* WHAT YOU ARE ASKED TO DO:
Character for character, reproduce every entry below.

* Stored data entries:
---+---

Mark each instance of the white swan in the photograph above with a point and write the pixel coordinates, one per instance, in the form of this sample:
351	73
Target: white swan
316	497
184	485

---+---

* PROBLEM SOLUTION:
Mark each instance of the white swan in the photograph above with a point and write the pixel coordinates, one per instance, in the form of this sample:
351	73
Target: white swan
316	497
184	485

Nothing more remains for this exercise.